══ Document extract ══

The scene paints a portrait of how Negan's malicious and vicious ways come from a deep-rooted place in his past. He's always been a little too quick to resort to violence, which many of us already assumed.

Can Negan ever really redeem himself?

One of the open character questions that the series will have to grapple with as it approaches its endgame is whether or not a man like Negan can ever truly redeem himself. We've seen plenty of redemption arcs over the last ten seasons of The Walking Dead. In general, the stressful conditions of the zombie apocalypse allow us to be generous with characters who have done terrible things to survive. Negan's a difficult case, though, just because of the sheer scale of his wrongdoing. 

Since his incarceration, Negan has made some pretty bold attempts to prove that he's reformed his ways. First, he refused to escape, even when his cell was left open and unattended. He also formed a bond with Judith (Cailey Fleming), even risking life and limb to save her during one of Alexandria's most dire moments. Then, he played a crucial (if violent) role in helping bring down Alpha's (Samantha Morton) Whisperers, the most virulent threat to the survivors since — well – Negan. Anyone who was starting to come around, however, is going to have to rethink that assessment after watching "Here's Negan."

═══

What to do »
**1)** In the passage on Negan, what did he refuse to do even when his cell was left open and unattended?
**2)** Continue the passage on Negan with a few more sentences, starting right after its last sentence.
The listing after this passage comes from a different source.

══ Dataset records ══

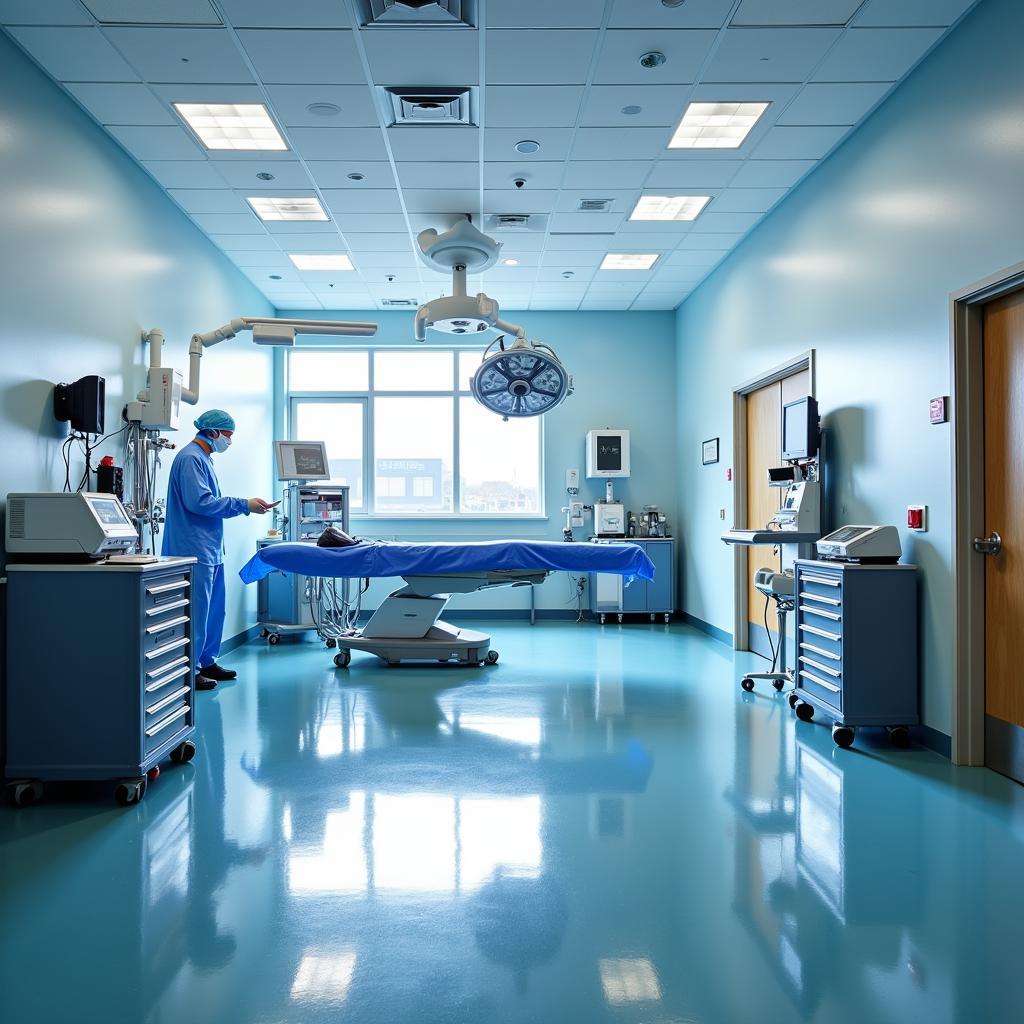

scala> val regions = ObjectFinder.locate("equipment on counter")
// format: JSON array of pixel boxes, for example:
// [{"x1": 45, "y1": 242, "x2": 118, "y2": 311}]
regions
[
  {"x1": 816, "y1": 526, "x2": 903, "y2": 564},
  {"x1": 6, "y1": 490, "x2": 138, "y2": 561}
]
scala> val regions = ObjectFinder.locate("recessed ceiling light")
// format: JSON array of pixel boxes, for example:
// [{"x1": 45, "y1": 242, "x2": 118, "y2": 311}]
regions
[
  {"x1": 246, "y1": 196, "x2": 328, "y2": 220},
  {"x1": 288, "y1": 253, "x2": 353, "y2": 270},
  {"x1": 630, "y1": 196, "x2": 711, "y2": 220},
  {"x1": 669, "y1": 103, "x2": 768, "y2": 150},
  {"x1": 600, "y1": 253, "x2": 657, "y2": 270},
  {"x1": 174, "y1": 103, "x2": 288, "y2": 151}
]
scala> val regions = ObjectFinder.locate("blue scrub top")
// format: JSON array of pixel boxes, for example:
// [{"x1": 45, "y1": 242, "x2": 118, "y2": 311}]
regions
[{"x1": 161, "y1": 440, "x2": 249, "y2": 565}]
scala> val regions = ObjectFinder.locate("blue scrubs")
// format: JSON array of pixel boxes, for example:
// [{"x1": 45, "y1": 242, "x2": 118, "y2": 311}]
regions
[{"x1": 161, "y1": 440, "x2": 249, "y2": 670}]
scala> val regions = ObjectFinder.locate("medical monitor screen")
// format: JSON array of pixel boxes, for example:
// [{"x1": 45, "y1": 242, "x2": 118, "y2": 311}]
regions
[
  {"x1": 274, "y1": 441, "x2": 331, "y2": 480},
  {"x1": 782, "y1": 395, "x2": 818, "y2": 462}
]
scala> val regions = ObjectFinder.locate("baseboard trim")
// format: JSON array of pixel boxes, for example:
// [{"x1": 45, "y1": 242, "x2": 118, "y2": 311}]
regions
[{"x1": 680, "y1": 611, "x2": 732, "y2": 648}]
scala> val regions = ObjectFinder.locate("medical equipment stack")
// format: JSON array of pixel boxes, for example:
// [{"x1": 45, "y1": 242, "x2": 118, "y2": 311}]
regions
[{"x1": 5, "y1": 494, "x2": 196, "y2": 806}]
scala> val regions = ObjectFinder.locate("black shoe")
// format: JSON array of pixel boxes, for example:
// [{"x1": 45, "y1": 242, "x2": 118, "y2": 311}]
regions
[{"x1": 199, "y1": 662, "x2": 239, "y2": 683}]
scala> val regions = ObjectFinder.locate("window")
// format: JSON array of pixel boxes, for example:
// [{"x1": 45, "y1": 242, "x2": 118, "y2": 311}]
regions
[{"x1": 286, "y1": 347, "x2": 544, "y2": 516}]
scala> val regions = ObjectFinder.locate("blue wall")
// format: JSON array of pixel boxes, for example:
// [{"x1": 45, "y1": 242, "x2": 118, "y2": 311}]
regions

═══

Answers to each task »
**1)** He refused to escape.

**2)**
Potential spoilers here, but in the comics, Negan is one of the few characters who actually survives to the final panel. In the final, flashforward issue that follows an adult Carl Grimes (deceased on the show), we get a brief glimpse of Negan who has been living a lonely life in exile — presumably since the Whisperers arc concluded. The man may have earned his freedom by acting in the interests of the community, but he never fully redeems himself. His isolated life is his ultimate penance for crimes that can never be undone.

We'll have to wait for TWD's final season to see if it takes Negan in a similar direction, but the very fact that the show adapted "Here's Negan" suggests that someone on the creative team wanted to remind us all that Negan's flaws run deep.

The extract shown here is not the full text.